### Quoted text:
Jackson, the Clubhouse, looking east, 1907.

One of the oldest buildings in Jackson is the clubhouse constructed aoout 1897. When it was constructed, the upper story was used as the school replacing a three-room log school house about two miles north of town. The square on which the Clubhouse fronts is bounded on the east by Center Street, on the south by Broadway, on the West by Cache and on the north by Deloney. The sign over the front porch is for the Jackson Mercantile Co. founded by Frank and Clarence Roy van Vleck. The building has, however, to a great extent been modified in what one history writer referred to "an attempt to 'westernize' its appearance." See National Park Service Nomination of Van Vleck Residence and Barn to the National Register.

First Schoolhouse, Jackson, prior to 1897. Photo by S. N. Leek.

Because of distances, some of the children who came from as afar away as Cheney, would board at the school in one of the three-rooms. Their mothers would take turns in acting as a house mother. With construction of the Clubhouse, the school moved there.

Schoolhouse, Jackson, undated.

About 1913, a new school valued at $5,000 was constructed.

Schoolhouse, Jackson, undated.

Unfortunately, in 1914, the new school burned. This required some of the students go go back to the Clubhouse. Until the school could be replaced, other buildings were used for other classes in the shcool.

Building used as high school, Jackson, undated.

The following two photos show the replacement school. The photos also illustrate changes in Jackson between approximately 1920 and approx. 1935.

View of Jackson looking east down Deloney Ave., approx. 1920. School in the foreground.

Each of the buildings mentioned below are discussed and depicted on subsequent pages. Note that the gaps between the (1) Clubhouse and the (2) Jackson Mercantile and between the Mercantile and (3) Billy Mercill's store have not been filled in. Identifiable from the photo are (4) Deloney's Garage (now the Jackson Hole Playhouse) on the northside of Deloney. The (5) roof of the Hotel Jackson on the southwest corner of Deloney and Cache is barely visible obscured by the (6) livery barn and blacksmith shop behind the hotel. The (7) Wort Garage is the most prominent sturcture on the southside of Broadway (the longer street on the right). Across from the Garage, Charles Wort operated a (8) livery stable where the Wort Hotel is now located. On the southeast corner of Broadway and Cache William Simpson at one time maintained in a small (9) wooden cabin his law office. The office was later used as a bunkhouse by Charles Wort's two sons, John and Jess. The wooden building was later moved across the street into the square where it was used as a ticket office for tourist stage coach rides around the downtown area. In the 1960's the cost of the ride was thirty cents. The ticket office became decrepid and was not regarded as contributory to the historic ambiance of the Square. Senator Alan Simpson acquired his grandfather's old former law office and moved it to Cody. In the southeast corner of the Square is the (10) Odd Fellows' Hall (formerly the Woodmen of the World Hall). As later discussed, the Hall was razed about 1934. The vacant lot to the northeast of the school is present-day (11) Miller Park. The (12) large area of vacant land on the southside of Broadway was used for holding the annual Frontier Days rodeo until it moved to the present Rodeo Grounds in the 1930's.

### Data provided:

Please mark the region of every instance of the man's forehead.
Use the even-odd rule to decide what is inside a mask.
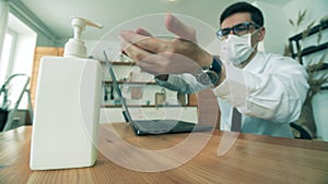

### Problem statement:
Answer these from the text about early Jackson:
(a) When the Clubhouse was built, what was its upper story used for?
(b) In what year did the new school burn?
(c) Where did Senator Alan Simpson move his grandfather's old law office?

### The response:
(a) It was used as the school.
(b) 1914
(c) To Cody